* BEGIN *
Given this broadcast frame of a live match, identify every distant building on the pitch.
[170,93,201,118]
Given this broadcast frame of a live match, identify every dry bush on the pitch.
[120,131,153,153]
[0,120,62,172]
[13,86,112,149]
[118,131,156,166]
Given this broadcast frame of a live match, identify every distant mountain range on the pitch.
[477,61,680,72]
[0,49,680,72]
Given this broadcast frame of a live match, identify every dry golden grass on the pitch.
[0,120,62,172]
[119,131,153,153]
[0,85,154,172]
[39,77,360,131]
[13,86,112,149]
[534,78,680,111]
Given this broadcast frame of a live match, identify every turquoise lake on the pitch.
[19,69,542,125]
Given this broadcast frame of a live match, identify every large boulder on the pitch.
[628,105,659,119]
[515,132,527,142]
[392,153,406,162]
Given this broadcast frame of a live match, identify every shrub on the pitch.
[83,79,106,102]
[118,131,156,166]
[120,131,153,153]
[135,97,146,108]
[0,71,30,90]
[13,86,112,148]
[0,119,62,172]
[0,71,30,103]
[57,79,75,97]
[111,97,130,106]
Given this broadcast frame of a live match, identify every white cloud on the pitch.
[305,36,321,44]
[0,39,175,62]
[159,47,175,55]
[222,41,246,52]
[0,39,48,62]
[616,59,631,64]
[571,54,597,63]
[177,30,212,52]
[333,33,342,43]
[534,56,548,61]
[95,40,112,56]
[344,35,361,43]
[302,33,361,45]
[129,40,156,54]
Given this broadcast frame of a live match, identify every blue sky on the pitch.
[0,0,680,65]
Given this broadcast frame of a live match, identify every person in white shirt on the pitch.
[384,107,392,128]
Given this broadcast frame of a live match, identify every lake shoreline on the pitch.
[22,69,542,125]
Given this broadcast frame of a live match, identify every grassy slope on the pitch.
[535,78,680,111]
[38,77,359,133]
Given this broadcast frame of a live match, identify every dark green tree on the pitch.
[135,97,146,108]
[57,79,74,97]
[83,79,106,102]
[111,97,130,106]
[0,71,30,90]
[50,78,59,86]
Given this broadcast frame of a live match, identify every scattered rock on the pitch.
* END *
▸ Problem details
Can you render all of the items above as a Markdown table with the columns n and Line, giving each line its own numbered row and leaving out blank lines?

▸ Task result
| n | Line |
|---|---|
| 1 | Given this broadcast frame of a live match, identify every distant building on the pitch. |
| 2 | [170,93,201,118] |
| 3 | Given this broadcast frame of a live match, identify every dry bush on the pitch. |
| 4 | [120,131,153,153] |
| 5 | [0,120,62,172] |
| 6 | [13,86,112,149] |
| 7 | [118,131,156,166] |
| 8 | Given this broadcast frame of a live match, identify every distant mountain range on the pitch. |
| 9 | [477,61,680,72] |
| 10 | [0,49,680,72] |
| 11 | Given this broadcast frame of a live match, identify every dry golden grass on the pitch. |
| 12 | [0,120,62,172] |
| 13 | [119,131,153,153] |
| 14 | [0,85,154,172] |
| 15 | [39,77,360,131] |
| 16 | [13,86,112,149] |
| 17 | [534,78,680,111] |
| 18 | Given this broadcast frame of a live match, identify every turquoise lake on the pitch. |
| 19 | [19,69,542,125] |
| 20 | Given this broadcast frame of a live match, identify every large boulder on the pitch. |
| 21 | [628,105,659,119] |
| 22 | [515,132,527,142] |
| 23 | [392,153,406,162] |
| 24 | Given this broadcast frame of a live match, identify every shrub on the pitch. |
| 25 | [83,79,106,102] |
| 26 | [118,131,156,166] |
| 27 | [120,131,153,153] |
| 28 | [135,97,146,108] |
| 29 | [0,71,30,90] |
| 30 | [13,86,112,148] |
| 31 | [0,119,62,172] |
| 32 | [0,71,30,103] |
| 33 | [57,79,75,97] |
| 34 | [111,97,130,106] |
| 35 | Given this broadcast frame of a live match, identify every white cloud on the pitch. |
| 36 | [305,36,321,44] |
| 37 | [0,39,175,62] |
| 38 | [159,47,175,55] |
| 39 | [222,41,246,52] |
| 40 | [0,39,48,62] |
| 41 | [616,59,631,64] |
| 42 | [571,54,597,63] |
| 43 | [177,30,212,52] |
| 44 | [333,33,342,43] |
| 45 | [534,56,548,61] |
| 46 | [95,40,112,56] |
| 47 | [344,35,361,43] |
| 48 | [302,33,361,45] |
| 49 | [129,40,156,54] |
| 50 | Given this broadcast frame of a live match, identify every blue sky on the pitch. |
| 51 | [0,0,680,65] |
| 52 | Given this broadcast frame of a live match, identify every person in white shirt on the pitch. |
| 53 | [384,107,392,128] |
| 54 | Given this broadcast frame of a live match, identify every lake shoreline on the pitch. |
| 55 | [22,69,542,125] |
| 56 | Given this broadcast frame of a live match, identify every grassy slope on the pitch. |
| 57 | [535,78,680,111] |
| 58 | [38,77,359,133] |
| 59 | Given this broadcast frame of a live match, identify every dark green tree on the pitch. |
| 60 | [135,97,146,108] |
| 61 | [57,79,74,97] |
| 62 | [83,79,106,102] |
| 63 | [111,97,130,106] |
| 64 | [0,71,30,90] |
| 65 | [50,78,59,86] |
| 66 | Given this broadcast frame of a live match, identify every scattered rock on the pitch. |